Crude oil prices have been rising steadily on the back of supply cuts by the Organisation of the Petroleum Exporting Countries (OPEC) for nearly a year now. Crude oil prices hit a two-year high last month after Brent crude rose above the $71 per barrel mark. Currently, it's above $74 per barrel.
This sharp rise in oil prices is impacting almost every business sector in the oil-importing countries, including India. Concerned over the ripple effect of this rise in prices, the Indian government has been taking up the issue bilaterally with the oil-producing countries and OPEC.
While OPEC and other oil-producing countries have now agreed to increase the output by 0.4 million barrels per day between August and December, the current oil prices are slowing down the pace of economic recovery in India after the devastating second wave of the pandemic.
Besides triggering inflation and leaving a current account deficit, here is how oil prices are impacting businesses in India across sectors:
The price of petrol has increased by more than Rs 10 per litre and that of diesel has shot up by more than Rs 11 since the beginning of the year. This has led to an increase in freight rates and a consequent rise in the price of several commodities. Further, the rise in fuel prices reduces the incentive for people on the purchase of commercial vehicles, hence impacting the automobile sector.
Already reeling under losses due to reduced air traffic in the wake of the COVID-19 pandemic, high crude oil prices are further hitting the profitability of the aviation sector. The operating cost of airlines has increased and as a consequence, the cost of air tickets has also recorded an uptick.
Higher crude prices push petroleum coke prices, leaving an adverse impact on cement firms. Other than this, increased freight costs and reduced spending power with consumers are also hurting the business of cement and paint companies.
Right from securing raw material to packaging of finished products, high oil prices impact fast-moving consumer goods (FMCG) at every level. When the burden of this high input cost is passed on to consumers, the demand for such products drops. Further, the purchasing power of the country is already hit due to inflation and COVID-related economic disruption.

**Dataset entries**
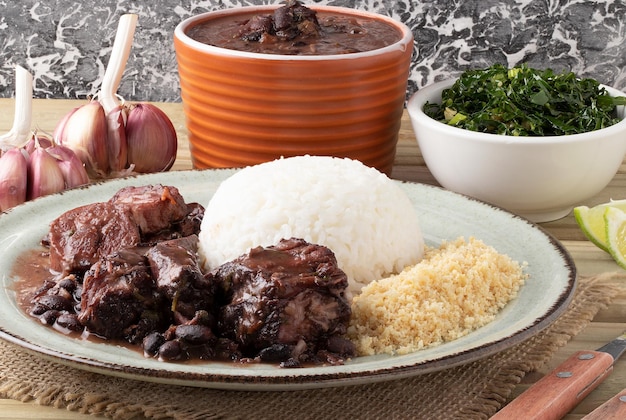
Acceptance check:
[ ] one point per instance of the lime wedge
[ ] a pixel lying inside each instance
(615, 220)
(592, 223)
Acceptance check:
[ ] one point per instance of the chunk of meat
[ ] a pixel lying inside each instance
(119, 297)
(174, 266)
(81, 236)
(152, 207)
(288, 299)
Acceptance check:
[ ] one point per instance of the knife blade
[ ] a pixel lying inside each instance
(557, 393)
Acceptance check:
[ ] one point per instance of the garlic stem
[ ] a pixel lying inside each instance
(117, 62)
(20, 132)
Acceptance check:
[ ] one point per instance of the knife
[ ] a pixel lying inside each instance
(557, 393)
(613, 409)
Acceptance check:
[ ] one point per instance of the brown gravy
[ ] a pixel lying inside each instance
(339, 35)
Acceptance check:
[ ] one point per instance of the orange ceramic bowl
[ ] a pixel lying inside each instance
(246, 108)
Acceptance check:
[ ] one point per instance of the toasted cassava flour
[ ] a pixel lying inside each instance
(454, 290)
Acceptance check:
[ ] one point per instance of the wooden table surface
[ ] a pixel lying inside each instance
(409, 165)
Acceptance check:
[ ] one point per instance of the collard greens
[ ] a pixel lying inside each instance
(522, 101)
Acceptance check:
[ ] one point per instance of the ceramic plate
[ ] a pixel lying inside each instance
(443, 215)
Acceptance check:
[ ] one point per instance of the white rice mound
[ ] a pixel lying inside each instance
(364, 217)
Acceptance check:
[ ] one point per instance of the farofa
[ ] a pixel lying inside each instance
(454, 290)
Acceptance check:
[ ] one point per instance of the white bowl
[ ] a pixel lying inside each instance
(539, 178)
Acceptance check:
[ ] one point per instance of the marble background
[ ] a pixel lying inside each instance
(66, 44)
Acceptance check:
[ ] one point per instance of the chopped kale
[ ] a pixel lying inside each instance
(522, 101)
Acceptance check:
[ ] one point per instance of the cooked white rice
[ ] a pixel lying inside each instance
(364, 217)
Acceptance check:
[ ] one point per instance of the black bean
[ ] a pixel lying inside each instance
(68, 284)
(50, 316)
(276, 353)
(69, 322)
(38, 309)
(56, 302)
(171, 350)
(194, 334)
(152, 342)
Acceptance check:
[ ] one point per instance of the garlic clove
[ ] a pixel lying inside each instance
(85, 131)
(116, 126)
(44, 175)
(13, 178)
(72, 168)
(38, 140)
(151, 138)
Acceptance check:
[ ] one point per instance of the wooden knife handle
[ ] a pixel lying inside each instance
(557, 393)
(613, 409)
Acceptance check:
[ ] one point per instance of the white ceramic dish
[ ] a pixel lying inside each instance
(540, 178)
(444, 215)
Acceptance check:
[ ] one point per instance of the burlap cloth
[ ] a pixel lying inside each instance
(473, 391)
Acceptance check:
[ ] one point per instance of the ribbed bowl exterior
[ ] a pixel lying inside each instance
(246, 108)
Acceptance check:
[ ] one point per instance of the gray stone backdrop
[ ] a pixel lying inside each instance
(66, 44)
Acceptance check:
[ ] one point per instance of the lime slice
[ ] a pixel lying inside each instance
(615, 220)
(591, 221)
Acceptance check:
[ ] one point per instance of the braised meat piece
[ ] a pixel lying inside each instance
(189, 225)
(81, 236)
(284, 302)
(153, 207)
(286, 23)
(174, 266)
(119, 297)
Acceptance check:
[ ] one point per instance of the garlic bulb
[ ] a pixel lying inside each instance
(72, 169)
(113, 139)
(44, 175)
(13, 178)
(151, 137)
(84, 130)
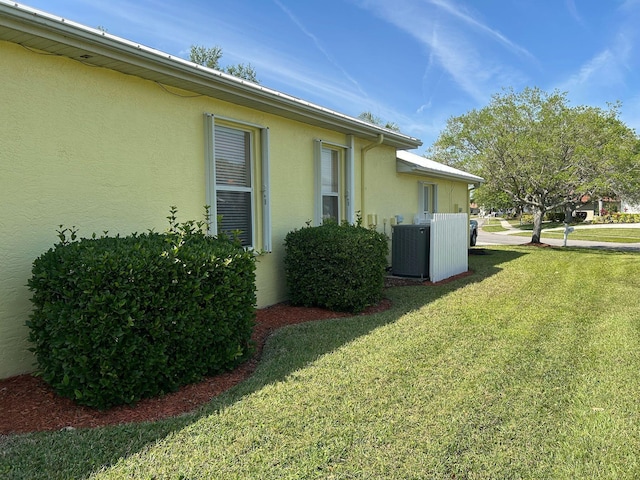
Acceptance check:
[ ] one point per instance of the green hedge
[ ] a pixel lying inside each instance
(118, 319)
(339, 267)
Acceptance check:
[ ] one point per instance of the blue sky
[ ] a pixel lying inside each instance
(412, 62)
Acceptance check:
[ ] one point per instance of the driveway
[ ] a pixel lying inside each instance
(507, 237)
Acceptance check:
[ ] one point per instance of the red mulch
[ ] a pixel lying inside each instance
(28, 404)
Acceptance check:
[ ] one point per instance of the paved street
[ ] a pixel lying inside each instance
(507, 237)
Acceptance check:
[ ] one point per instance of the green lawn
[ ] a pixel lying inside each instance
(616, 235)
(493, 225)
(526, 369)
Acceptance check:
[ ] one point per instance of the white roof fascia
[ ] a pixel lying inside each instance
(42, 31)
(407, 162)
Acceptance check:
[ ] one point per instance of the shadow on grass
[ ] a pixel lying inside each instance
(80, 453)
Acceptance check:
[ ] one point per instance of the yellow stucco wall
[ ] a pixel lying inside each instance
(92, 148)
(88, 147)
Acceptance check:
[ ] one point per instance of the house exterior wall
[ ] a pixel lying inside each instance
(400, 191)
(88, 147)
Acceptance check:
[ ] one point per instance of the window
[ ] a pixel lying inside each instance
(427, 199)
(237, 183)
(234, 182)
(334, 182)
(330, 184)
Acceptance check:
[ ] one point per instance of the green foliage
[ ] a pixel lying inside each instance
(118, 319)
(526, 219)
(375, 120)
(543, 153)
(339, 267)
(210, 57)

**WHAT TO PRODUCE**
Write out the full article above on how rising crude oil prices are hurting businesses in India, word for word from start to finish.

**FINISHED EXERCISE**
Crude oil prices have been rising steadily on the back of supply cuts by the Organisation of the Petroleum Exporting Countries (OPEC) for nearly a year now. Crude oil prices hit a two-year high last month after Brent crude rose above the $71 per barrel mark. Currently, it's above $74 per barrel.
This sharp rise in oil prices is impacting almost every business sector in the oil-importing countries, including India. Concerned over the ripple effect of this rise in prices, the Indian government has been taking up the issue bilaterally with the oil-producing countries and OPEC.
While OPEC and other oil-producing countries have now agreed to increase the output by 0.4 million barrels per day between August and December, the current oil prices are slowing down the pace of economic recovery in India after the devastating second wave of the pandemic.
Besides triggering inflation and leaving a current account deficit, here is how oil prices are impacting businesses in India across sectors:
The price of petrol has increased by more than Rs 10 per litre and that of diesel has shot up by more than Rs 11 since the beginning of the year. This has led to an increase in freight rates and a consequent rise in the price of several commodities. Further, the rise in fuel prices reduces the incentive for people on the purchase of commercial vehicles, hence impacting the automobile sector.
Already reeling under losses due to reduced air traffic in the wake of the COVID-19 pandemic, high crude oil prices are further hitting the profitability of the aviation sector. The operating cost of airlines has increased and as a consequence, the cost of air tickets has also recorded an uptick.
Higher crude prices push petroleum coke prices, leaving an adverse impact on cement firms. Other than this, increased freight costs and reduced spending power with consumers are also hurting the business of cement and paint companies.
Right from securing raw material to packaging of finished products, high oil prices impact fast-moving consumer goods (FMCG) at every level. When the burden of this high input cost is passed on to consumers, the demand for such products drops. Further, the purchasing power of the country is already hit due to inflation and COVID-related economic disruption.